Stored items from a collection

BEGIN

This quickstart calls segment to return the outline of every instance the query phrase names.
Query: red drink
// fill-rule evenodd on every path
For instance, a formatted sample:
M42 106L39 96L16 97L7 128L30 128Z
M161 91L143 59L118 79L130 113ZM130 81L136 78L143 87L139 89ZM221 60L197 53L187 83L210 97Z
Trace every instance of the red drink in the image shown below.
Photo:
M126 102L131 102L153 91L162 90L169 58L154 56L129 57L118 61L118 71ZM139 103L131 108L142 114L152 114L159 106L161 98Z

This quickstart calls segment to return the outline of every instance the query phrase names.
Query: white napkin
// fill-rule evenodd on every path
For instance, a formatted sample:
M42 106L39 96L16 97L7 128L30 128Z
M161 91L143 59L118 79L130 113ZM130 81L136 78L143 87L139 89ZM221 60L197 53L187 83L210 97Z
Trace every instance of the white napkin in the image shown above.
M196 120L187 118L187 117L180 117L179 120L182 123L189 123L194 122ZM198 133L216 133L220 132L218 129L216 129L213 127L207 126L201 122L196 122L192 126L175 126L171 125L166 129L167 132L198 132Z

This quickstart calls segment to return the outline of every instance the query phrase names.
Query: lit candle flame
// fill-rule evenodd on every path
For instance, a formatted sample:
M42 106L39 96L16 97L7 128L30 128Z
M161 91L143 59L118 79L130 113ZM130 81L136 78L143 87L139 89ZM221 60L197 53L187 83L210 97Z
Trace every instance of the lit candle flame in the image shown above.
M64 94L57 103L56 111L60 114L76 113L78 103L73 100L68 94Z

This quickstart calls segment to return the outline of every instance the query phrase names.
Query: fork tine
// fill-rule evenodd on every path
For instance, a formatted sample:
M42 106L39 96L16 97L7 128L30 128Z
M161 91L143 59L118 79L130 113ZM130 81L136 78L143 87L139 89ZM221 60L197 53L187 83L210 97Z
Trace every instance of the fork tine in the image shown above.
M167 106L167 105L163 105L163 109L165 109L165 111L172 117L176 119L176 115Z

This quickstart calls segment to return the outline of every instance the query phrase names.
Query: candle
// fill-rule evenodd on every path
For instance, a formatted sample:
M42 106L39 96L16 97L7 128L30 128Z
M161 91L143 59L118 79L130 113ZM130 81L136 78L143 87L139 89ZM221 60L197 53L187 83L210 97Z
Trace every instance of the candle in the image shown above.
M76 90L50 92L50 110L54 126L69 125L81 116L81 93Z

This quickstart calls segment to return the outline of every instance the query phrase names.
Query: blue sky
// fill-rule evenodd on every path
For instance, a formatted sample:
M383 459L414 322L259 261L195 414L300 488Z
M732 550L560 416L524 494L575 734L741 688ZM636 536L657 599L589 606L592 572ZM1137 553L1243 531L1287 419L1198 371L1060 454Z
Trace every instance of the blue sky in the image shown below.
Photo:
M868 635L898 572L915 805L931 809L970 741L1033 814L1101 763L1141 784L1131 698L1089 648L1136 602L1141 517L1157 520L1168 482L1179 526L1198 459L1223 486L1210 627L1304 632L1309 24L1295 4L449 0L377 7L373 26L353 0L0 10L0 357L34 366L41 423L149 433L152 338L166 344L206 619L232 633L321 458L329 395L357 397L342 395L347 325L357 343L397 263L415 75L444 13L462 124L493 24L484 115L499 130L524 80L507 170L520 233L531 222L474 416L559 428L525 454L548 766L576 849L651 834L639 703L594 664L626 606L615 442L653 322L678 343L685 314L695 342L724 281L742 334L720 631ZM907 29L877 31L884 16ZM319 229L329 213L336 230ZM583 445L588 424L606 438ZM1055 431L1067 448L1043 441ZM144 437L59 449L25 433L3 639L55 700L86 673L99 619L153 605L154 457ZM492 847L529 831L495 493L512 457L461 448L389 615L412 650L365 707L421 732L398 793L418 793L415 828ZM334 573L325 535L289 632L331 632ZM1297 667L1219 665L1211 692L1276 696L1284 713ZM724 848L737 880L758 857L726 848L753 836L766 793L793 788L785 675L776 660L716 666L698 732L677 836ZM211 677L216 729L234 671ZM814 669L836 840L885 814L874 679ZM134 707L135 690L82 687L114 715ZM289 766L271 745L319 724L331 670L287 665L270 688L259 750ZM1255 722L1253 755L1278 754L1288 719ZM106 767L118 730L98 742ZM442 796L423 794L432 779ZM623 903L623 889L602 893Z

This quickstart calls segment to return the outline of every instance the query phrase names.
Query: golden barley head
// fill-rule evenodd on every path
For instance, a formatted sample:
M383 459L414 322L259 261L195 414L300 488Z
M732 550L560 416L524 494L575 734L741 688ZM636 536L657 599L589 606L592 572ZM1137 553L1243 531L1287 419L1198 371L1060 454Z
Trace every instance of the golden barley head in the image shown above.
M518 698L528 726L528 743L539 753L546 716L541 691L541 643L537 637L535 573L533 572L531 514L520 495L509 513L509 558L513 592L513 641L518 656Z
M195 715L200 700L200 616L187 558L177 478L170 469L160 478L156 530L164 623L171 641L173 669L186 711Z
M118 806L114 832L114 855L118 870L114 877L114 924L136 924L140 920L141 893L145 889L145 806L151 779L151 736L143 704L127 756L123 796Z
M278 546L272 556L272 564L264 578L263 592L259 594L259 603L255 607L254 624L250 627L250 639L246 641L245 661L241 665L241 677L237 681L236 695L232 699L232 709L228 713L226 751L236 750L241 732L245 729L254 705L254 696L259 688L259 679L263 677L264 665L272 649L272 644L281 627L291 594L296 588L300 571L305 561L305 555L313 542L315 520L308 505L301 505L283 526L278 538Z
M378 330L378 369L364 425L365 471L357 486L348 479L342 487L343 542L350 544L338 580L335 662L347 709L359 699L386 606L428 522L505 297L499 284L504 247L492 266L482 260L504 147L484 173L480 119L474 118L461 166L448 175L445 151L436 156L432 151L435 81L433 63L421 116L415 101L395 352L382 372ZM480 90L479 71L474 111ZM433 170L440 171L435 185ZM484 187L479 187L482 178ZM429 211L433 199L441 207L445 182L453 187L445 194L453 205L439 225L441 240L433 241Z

END

**PROBLEM TO SOLVE:** Copy out every row above word for word, leaving nothing out.

**WRITTEN REPLY:**
This quickstart calls segment to return the outline of every instance the query phrase names.
Query: red drink
// fill-rule evenodd on every path
For instance, a formatted sample:
M42 106L39 96L16 97L7 128L30 128Z
M161 91L143 59L118 79L130 113ZM130 81L136 78L143 87L139 89ZM221 60L197 53L187 83L210 97Z
Trace every instance of the red drink in the image shown below.
Photo:
M126 102L131 102L153 91L162 90L169 58L154 56L129 57L118 61L118 71ZM139 103L131 108L142 114L152 114L159 106L161 98Z

This quickstart calls segment to return the outline of every instance the query phrase names.
Query: white napkin
// fill-rule evenodd on every path
For instance, a formatted sample:
M42 106L39 96L16 97L7 128L30 128Z
M161 91L143 59L118 79L130 113ZM130 81L136 78L143 87L139 89ZM221 60L197 53L187 83L210 97Z
Trace every instance of the white napkin in the image shown above.
M196 120L187 118L187 117L180 117L179 120L182 123L189 123L194 122ZM198 133L216 133L220 132L218 129L216 129L213 127L207 126L201 122L196 122L192 126L175 126L171 125L166 129L167 132L198 132Z

This quickstart calls segment to return the outline of every instance the query phrase names.
Query: lit candle flame
// fill-rule evenodd on every path
For instance, a formatted sample:
M42 106L39 96L16 97L7 128L30 128Z
M161 91L143 59L118 79L130 113ZM130 81L136 78L143 87L139 89ZM221 60L197 53L187 83L210 97Z
Trace every instance of the lit candle flame in the image shown above.
M64 94L57 103L56 111L60 114L76 113L78 103L73 100L68 94Z

This quickstart calls segment to return the outline of every instance the query phrase names.
Query: fork tine
// fill-rule evenodd on every path
For instance, a formatted sample:
M42 106L39 96L16 97L7 128L30 128Z
M161 91L143 59L118 79L130 113ZM130 81L136 78L143 87L139 89ZM221 60L197 53L187 83L210 97Z
Trace every instance of the fork tine in the image shown above.
M167 106L167 105L163 105L163 109L165 109L165 111L172 117L176 119L176 115Z

This quickstart calls segment to return the outline of every instance the query phrase names.
Query: candle
// fill-rule evenodd on every path
For instance, a formatted sample:
M42 106L39 96L16 97L7 128L30 128Z
M161 91L143 59L118 79L130 113ZM130 81L136 78L143 87L139 89ZM221 60L197 53L187 83L210 97Z
Trace every instance of the candle in the image shown above.
M76 90L50 92L50 110L54 126L69 125L81 116L81 93Z

This quickstart calls segment to return the outline of every instance the query phrase names.
Query: blue sky
// fill-rule evenodd on every path
For instance, a formatted sample:
M383 459L414 322L259 261L195 414L300 488Z
M732 550L560 416L524 494L575 734L741 688ZM636 536L657 599L589 606L592 572ZM1137 553L1243 531L1287 419L1198 371L1060 454Z
Trace every instance of the blue sky in the image shown below.
Photo:
M868 635L898 572L915 805L931 809L970 741L1033 814L1101 763L1141 784L1131 698L1089 648L1136 602L1141 517L1157 520L1168 482L1179 526L1198 459L1223 486L1210 627L1304 632L1309 24L1295 4L449 0L377 7L373 26L353 0L0 10L0 357L34 366L41 423L149 433L152 338L166 344L206 619L232 633L321 458L329 395L357 397L342 395L347 325L357 343L397 263L415 75L444 13L462 124L493 24L484 115L499 130L524 80L507 170L520 233L531 222L474 416L559 428L525 454L548 766L576 849L651 834L639 703L594 664L626 606L615 442L653 322L678 343L685 314L695 342L724 281L742 334L720 631ZM907 29L877 31L884 16ZM319 229L329 213L336 230ZM583 445L588 424L606 438ZM1055 431L1067 448L1043 441ZM144 437L59 449L25 433L3 639L55 700L86 673L99 619L153 605L154 457ZM492 847L529 831L495 493L512 457L461 448L389 615L412 650L365 707L421 732L398 793L418 793L415 828ZM334 573L325 535L289 632L331 632ZM1297 667L1219 665L1211 692L1276 696L1284 713ZM724 848L737 880L758 857L726 848L753 836L766 793L793 788L785 675L776 660L716 666L698 732L677 836ZM211 677L216 729L234 671ZM814 669L836 840L885 814L874 679ZM134 707L135 690L82 687L114 715ZM289 766L271 745L319 724L331 670L287 665L270 688L259 750ZM1255 722L1253 755L1278 754L1288 719ZM106 767L118 730L98 742ZM442 796L423 794L432 779ZM623 903L623 889L602 893Z

This quickstart calls segment to return the outline of every instance the query phrase names.
Query: golden barley head
// fill-rule evenodd on every path
For instance, a formatted sample:
M383 459L414 322L259 261L195 414L300 488Z
M732 550L560 416L524 494L575 734L741 688ZM636 536L657 599L589 606L592 572ZM1137 553L1243 531L1287 419L1198 371L1060 454Z
Trace every instance of the golden barley head in the image shown above.
M518 698L528 726L528 743L539 753L546 716L541 691L541 643L537 637L535 573L533 572L531 514L520 495L509 513L509 558L513 592L513 641L518 656Z
M195 715L200 700L200 616L187 558L177 478L170 469L160 478L156 530L164 623L171 641L173 669L186 711Z
M118 806L114 832L114 855L118 870L114 877L114 924L136 924L140 920L141 893L145 889L145 806L151 779L151 736L143 704L127 756L123 796Z
M278 546L272 556L272 564L264 578L263 592L259 594L259 603L255 607L254 624L250 627L250 639L246 641L245 661L241 665L241 677L237 681L236 695L232 699L232 709L228 713L226 751L236 750L241 732L245 729L254 705L254 696L259 688L259 679L263 677L264 665L272 649L272 644L281 627L291 594L296 588L300 571L305 561L305 555L313 542L315 520L308 505L301 505L283 526L278 538Z
M378 330L378 369L364 425L365 471L357 486L348 479L342 487L343 542L350 544L338 580L335 662L347 709L359 699L386 606L428 522L505 297L499 284L504 247L492 266L482 260L504 147L484 173L480 119L474 118L461 166L448 175L445 151L436 156L432 151L435 81L433 63L421 116L415 101L395 352L382 372ZM480 90L479 71L474 111ZM433 170L440 171L435 185ZM484 187L479 187L482 178ZM429 211L433 199L441 207L445 182L453 187L445 194L453 205L439 225L441 240L433 241Z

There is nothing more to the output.